Catherine Yoshimoto
Cycles Offer Market Perspective: Since 2000, the Russell 3000 has gone through five bull and five bear cycles. Bull markets were three times longer and more rewarding on average.
The 2025 Dip Is Not Yet a Bear Market: Despite a sharp drop triggered by tariffs, the 2025 downturn (-8.26%) doesn’t yet qualify as a bear cycle under FTSE Russell’s 15% threshold.
Tactical Rotation Could Reduce Risk: Switching between Russell growth and value indexes at cycle turning points may offer a lower-risk way to navigate U.S. equity exposure.
After hitting a peak in February 2025, US equity markets went into a sharp decline following the announcement of widespread import tariffs by the new Trump administration.
By mid-May, the Russell 3000 index had recovered most of its losses, responding to a softening of the proposed tariff rates.
We don’t know whether the “tariff tantrum” is over. But in a longer-term equity market context, so far it hardly registers.
In the chart below, we’ve broken down the US equity market’s most recent 25-year performance into cycles, using monthly data for the Russell 3000 total return index.
[The Russell 3000 is FTSE Russell’s flagship benchmark for the entire US stock market. It’s the sum of the large-cap Russell 1000 index and the small-cap Russell 2000 index. Together, the Russell US Indexes have over $10trn in associated assets under management.]
Using monthly, rather than daily data, allows us to minimise noise when looking at past performance. In turn, zooming out in this way helps us identify cycles.

## TASK ITEM:
Answer these from the text on US equity market cycles:
(a) Since 2000, how many bull and bear cycles has the Russell 3000 gone through?
(b) What drop does FTSE Russell use as the threshold for a bear cycle?
(c) Which two indexes add up to the Russell 3000?

## EXTRACTED MATERIAL:

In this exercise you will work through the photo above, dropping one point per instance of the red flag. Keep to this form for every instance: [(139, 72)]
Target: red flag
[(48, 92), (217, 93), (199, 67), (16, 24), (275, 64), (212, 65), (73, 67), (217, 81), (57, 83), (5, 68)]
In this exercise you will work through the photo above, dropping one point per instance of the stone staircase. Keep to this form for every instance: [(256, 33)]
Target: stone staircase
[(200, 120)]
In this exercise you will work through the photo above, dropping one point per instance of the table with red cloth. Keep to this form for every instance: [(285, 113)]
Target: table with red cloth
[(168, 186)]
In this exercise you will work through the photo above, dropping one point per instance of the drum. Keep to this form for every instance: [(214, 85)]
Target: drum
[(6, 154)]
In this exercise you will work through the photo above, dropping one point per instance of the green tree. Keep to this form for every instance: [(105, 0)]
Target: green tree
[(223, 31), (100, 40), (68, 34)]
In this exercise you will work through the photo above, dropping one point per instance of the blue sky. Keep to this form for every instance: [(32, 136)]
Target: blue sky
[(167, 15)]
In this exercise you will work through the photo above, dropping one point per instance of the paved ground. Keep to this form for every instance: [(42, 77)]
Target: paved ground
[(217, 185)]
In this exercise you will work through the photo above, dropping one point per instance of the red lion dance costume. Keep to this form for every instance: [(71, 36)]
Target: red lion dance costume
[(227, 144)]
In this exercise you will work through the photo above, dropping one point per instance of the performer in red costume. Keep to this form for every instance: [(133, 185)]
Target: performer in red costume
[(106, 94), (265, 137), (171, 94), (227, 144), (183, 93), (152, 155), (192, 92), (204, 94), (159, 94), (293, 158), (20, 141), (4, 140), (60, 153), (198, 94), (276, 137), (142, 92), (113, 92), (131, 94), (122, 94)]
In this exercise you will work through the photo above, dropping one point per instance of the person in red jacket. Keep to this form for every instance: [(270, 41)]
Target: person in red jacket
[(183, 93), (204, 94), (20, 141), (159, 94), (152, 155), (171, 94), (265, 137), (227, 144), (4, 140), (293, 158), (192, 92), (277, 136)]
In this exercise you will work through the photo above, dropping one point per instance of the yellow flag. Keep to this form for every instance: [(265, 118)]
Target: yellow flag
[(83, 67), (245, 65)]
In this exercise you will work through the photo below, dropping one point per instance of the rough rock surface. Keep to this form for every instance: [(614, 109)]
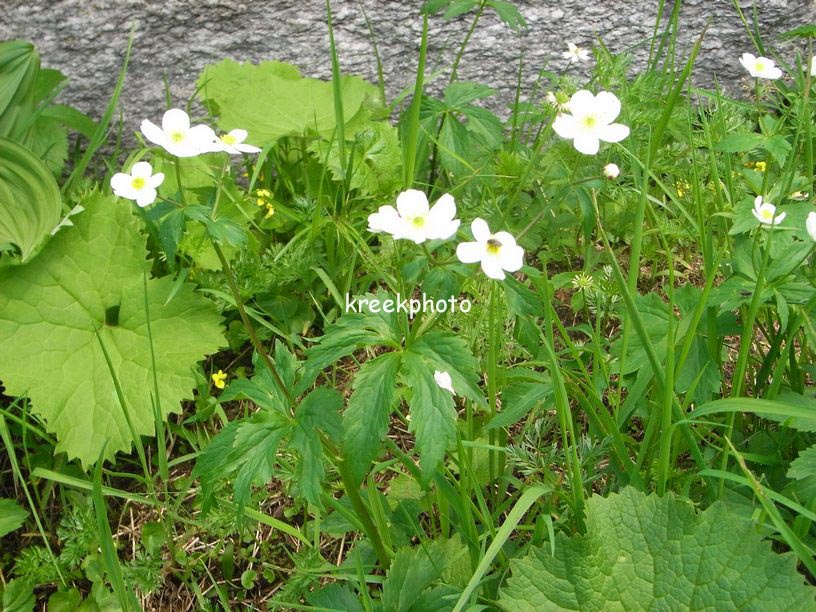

## WRITTEN REPLY:
(a) Five bull cycles and five bear cycles.
(b) 15%.
(c) The large-cap Russell 1000 index and the small-cap Russell 2000 index.